** THE DATA follows **
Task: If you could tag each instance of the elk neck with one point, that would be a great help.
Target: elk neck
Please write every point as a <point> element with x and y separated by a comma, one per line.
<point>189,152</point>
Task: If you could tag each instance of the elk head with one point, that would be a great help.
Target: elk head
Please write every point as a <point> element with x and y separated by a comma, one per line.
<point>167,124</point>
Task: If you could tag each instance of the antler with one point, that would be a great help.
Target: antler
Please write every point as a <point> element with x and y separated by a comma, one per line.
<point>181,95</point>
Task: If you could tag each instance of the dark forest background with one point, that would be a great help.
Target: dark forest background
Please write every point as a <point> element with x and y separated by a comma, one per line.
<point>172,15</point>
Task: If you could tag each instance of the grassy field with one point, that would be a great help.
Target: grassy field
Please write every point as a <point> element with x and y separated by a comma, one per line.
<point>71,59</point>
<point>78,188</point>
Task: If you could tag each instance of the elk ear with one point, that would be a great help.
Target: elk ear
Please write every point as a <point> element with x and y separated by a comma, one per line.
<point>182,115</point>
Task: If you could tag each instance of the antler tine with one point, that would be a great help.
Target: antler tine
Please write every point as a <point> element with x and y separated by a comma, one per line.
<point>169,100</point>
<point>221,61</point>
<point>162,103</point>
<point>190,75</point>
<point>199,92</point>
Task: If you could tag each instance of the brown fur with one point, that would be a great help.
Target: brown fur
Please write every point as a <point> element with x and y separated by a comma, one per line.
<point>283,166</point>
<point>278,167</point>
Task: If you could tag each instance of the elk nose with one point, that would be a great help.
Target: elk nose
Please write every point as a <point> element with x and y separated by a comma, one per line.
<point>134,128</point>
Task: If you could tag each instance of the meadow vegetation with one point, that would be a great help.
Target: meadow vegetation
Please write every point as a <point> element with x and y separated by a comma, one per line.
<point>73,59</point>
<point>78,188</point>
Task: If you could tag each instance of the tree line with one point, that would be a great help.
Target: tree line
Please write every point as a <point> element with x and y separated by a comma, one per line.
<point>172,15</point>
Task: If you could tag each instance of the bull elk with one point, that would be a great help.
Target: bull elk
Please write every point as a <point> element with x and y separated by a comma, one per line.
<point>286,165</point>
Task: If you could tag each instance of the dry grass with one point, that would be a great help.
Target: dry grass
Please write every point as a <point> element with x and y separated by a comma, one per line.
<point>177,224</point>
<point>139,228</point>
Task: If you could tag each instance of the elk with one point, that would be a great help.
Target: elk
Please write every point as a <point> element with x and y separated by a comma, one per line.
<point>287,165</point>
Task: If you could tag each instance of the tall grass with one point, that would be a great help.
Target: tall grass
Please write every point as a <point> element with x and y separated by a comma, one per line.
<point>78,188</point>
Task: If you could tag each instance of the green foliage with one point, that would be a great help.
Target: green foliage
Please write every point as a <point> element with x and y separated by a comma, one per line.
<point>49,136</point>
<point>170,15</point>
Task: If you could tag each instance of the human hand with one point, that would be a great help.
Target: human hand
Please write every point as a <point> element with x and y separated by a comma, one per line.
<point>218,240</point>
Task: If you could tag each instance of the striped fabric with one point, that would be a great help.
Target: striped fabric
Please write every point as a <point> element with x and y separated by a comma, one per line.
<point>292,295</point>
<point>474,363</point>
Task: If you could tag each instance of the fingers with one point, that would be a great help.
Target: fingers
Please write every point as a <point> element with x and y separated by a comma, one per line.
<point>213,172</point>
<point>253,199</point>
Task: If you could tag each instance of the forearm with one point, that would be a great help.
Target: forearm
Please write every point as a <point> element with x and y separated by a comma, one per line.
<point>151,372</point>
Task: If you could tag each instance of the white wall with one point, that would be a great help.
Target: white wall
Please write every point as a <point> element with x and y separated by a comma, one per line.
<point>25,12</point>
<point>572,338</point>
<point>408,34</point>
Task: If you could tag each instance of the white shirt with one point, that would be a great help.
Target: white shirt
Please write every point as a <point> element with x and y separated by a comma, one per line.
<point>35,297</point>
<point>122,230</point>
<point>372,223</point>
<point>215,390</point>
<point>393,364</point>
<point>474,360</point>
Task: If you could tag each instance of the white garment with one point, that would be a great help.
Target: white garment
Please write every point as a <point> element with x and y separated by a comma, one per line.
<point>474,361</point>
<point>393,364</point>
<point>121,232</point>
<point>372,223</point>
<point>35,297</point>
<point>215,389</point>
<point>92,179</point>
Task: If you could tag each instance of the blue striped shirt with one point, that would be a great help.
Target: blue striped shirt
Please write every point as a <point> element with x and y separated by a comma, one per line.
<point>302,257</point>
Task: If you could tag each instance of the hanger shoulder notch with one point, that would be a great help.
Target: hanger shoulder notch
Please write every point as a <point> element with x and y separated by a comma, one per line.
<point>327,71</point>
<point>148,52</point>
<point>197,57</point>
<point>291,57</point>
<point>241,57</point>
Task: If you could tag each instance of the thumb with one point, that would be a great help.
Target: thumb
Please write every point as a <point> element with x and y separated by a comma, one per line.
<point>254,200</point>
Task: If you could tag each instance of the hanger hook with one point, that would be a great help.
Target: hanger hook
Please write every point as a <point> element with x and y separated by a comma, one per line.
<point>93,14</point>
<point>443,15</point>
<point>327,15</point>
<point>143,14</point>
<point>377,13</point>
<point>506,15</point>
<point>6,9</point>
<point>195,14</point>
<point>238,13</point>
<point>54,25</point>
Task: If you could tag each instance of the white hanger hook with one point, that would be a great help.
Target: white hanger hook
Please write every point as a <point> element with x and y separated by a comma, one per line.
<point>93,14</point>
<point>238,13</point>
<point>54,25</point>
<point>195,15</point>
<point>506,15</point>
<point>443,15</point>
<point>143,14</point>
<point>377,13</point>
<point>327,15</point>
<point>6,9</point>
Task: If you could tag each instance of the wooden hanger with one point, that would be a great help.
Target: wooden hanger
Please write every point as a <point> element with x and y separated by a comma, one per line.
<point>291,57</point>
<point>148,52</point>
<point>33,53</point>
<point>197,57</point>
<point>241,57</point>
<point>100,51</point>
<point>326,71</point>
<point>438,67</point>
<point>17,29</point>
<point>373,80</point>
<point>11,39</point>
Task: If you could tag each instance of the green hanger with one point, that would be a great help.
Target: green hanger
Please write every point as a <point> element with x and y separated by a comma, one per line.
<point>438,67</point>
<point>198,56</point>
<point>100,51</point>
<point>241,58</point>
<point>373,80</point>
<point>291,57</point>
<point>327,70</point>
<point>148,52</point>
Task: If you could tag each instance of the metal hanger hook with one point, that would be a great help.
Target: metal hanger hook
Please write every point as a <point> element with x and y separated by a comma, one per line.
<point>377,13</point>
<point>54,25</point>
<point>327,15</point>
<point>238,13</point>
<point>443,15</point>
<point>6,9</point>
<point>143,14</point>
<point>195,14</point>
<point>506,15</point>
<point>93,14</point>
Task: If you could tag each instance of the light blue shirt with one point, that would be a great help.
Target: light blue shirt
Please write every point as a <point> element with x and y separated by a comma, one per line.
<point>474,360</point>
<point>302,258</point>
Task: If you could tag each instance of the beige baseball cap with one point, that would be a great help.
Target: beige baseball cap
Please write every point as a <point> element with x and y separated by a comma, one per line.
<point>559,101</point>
** End of THE DATA **
▶ [WORK TO COMPLETE]:
Show every line of the data in which the word "nose" appears.

▶ [ANSWER TO THE EXERCISE]:
Task: If you could tag each instance of the elk nose with one point, that would be a great help.
Target: elk nose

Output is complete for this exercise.